AIM.
Recast every line of the entries below as a Markdown table with the columns Row and Line, numbering the rows in order and leaving out any blank lines.

STORED DATA.
-=-=-
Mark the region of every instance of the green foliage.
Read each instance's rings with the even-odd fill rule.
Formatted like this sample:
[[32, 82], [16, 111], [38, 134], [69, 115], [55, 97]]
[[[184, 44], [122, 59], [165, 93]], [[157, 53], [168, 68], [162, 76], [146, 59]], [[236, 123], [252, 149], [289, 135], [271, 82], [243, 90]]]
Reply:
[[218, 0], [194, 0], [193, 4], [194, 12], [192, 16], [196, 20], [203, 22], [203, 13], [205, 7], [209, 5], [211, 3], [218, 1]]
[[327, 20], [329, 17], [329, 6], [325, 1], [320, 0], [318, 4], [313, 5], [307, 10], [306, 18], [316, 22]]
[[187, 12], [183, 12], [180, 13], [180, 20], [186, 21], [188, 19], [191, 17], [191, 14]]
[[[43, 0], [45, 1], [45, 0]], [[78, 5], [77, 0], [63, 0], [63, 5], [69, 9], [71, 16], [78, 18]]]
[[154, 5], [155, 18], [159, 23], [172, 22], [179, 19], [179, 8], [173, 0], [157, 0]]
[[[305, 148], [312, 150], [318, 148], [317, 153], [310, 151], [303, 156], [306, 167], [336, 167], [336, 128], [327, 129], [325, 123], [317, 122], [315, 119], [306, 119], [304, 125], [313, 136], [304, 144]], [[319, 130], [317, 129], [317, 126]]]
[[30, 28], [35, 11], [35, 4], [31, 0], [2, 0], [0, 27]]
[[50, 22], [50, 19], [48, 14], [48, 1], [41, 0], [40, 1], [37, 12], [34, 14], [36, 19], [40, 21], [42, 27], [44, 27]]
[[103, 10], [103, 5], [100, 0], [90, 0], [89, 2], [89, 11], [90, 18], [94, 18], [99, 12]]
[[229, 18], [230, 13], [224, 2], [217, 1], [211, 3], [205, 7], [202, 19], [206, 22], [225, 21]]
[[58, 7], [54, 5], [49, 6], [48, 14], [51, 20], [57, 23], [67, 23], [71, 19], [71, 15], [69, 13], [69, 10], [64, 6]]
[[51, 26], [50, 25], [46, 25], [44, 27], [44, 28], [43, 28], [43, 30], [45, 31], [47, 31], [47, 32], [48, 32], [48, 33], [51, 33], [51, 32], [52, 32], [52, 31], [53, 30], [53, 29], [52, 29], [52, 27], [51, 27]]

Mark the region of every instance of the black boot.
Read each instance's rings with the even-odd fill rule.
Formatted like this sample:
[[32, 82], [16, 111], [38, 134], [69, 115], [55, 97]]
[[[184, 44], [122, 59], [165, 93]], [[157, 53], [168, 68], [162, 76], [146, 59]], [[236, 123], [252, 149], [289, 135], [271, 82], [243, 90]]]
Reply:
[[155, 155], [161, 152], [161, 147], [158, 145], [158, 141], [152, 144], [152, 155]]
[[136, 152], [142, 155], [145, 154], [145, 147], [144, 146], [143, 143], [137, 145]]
-=-=-
WORKED ANSWER.
| Row | Line |
|---|---|
| 1 | Mark the region of every instance of the green foliage. |
| 2 | Read each instance's rings with the even-odd fill rule. |
| 3 | Formatted like this sample: |
| 4 | [[32, 82], [16, 111], [38, 134], [69, 115], [55, 97]] |
| 5 | [[[184, 44], [122, 59], [165, 93]], [[157, 53], [168, 68], [162, 76], [146, 59]], [[236, 123], [252, 149], [289, 135], [271, 82], [243, 90]]] |
| 6 | Reply: |
| 7 | [[218, 0], [194, 0], [193, 4], [194, 12], [192, 16], [196, 20], [203, 22], [203, 13], [205, 7], [209, 5], [211, 3], [218, 1]] |
| 8 | [[327, 20], [329, 17], [329, 6], [325, 1], [320, 0], [318, 4], [313, 5], [307, 10], [306, 18], [316, 22]] |
| 9 | [[187, 12], [183, 12], [180, 13], [180, 20], [186, 21], [188, 19], [191, 17], [191, 14]] |
| 10 | [[[43, 0], [45, 1], [45, 0]], [[78, 5], [77, 0], [63, 0], [63, 5], [69, 9], [71, 16], [78, 18]]] |
| 11 | [[154, 5], [155, 18], [159, 23], [172, 22], [179, 19], [179, 8], [173, 0], [157, 0]] |
| 12 | [[[305, 148], [312, 150], [318, 148], [317, 153], [310, 151], [303, 156], [306, 167], [336, 167], [336, 128], [327, 129], [325, 123], [317, 122], [315, 119], [306, 119], [304, 125], [313, 136], [304, 144]], [[319, 130], [317, 129], [317, 126]]] |
| 13 | [[30, 28], [35, 11], [35, 4], [31, 0], [2, 0], [0, 27]] |
| 14 | [[50, 22], [50, 19], [48, 14], [48, 1], [41, 0], [40, 1], [37, 12], [34, 14], [36, 19], [40, 21], [42, 27], [44, 27]] |
| 15 | [[103, 10], [103, 5], [100, 0], [90, 0], [89, 2], [89, 11], [90, 18], [94, 18], [99, 12]] |
| 16 | [[229, 18], [230, 13], [224, 2], [217, 1], [211, 3], [205, 7], [202, 19], [206, 22], [225, 21]] |
| 17 | [[58, 7], [54, 5], [49, 6], [48, 14], [51, 20], [57, 23], [67, 23], [71, 19], [71, 15], [69, 13], [69, 10], [64, 6]] |
| 18 | [[51, 26], [50, 25], [46, 25], [44, 27], [44, 28], [43, 28], [43, 30], [45, 31], [47, 31], [47, 32], [48, 32], [48, 33], [51, 33], [51, 32], [52, 32], [52, 31], [53, 30], [53, 29], [52, 29], [52, 27], [51, 27]] |
| 19 | Mark the region of every instance of the black boot. |
| 20 | Read each instance's rings with the even-odd fill rule. |
| 21 | Formatted like this sample: |
| 22 | [[32, 82], [16, 111], [38, 134], [69, 115], [55, 97]] |
| 23 | [[[184, 44], [122, 59], [165, 93]], [[157, 53], [168, 68], [162, 76], [146, 59]], [[236, 123], [252, 149], [289, 135], [271, 82], [243, 90]]] |
| 24 | Reply: |
| 25 | [[155, 155], [161, 152], [161, 147], [158, 145], [158, 141], [152, 144], [152, 155]] |
| 26 | [[136, 152], [142, 155], [145, 154], [145, 147], [144, 146], [143, 143], [137, 145]] |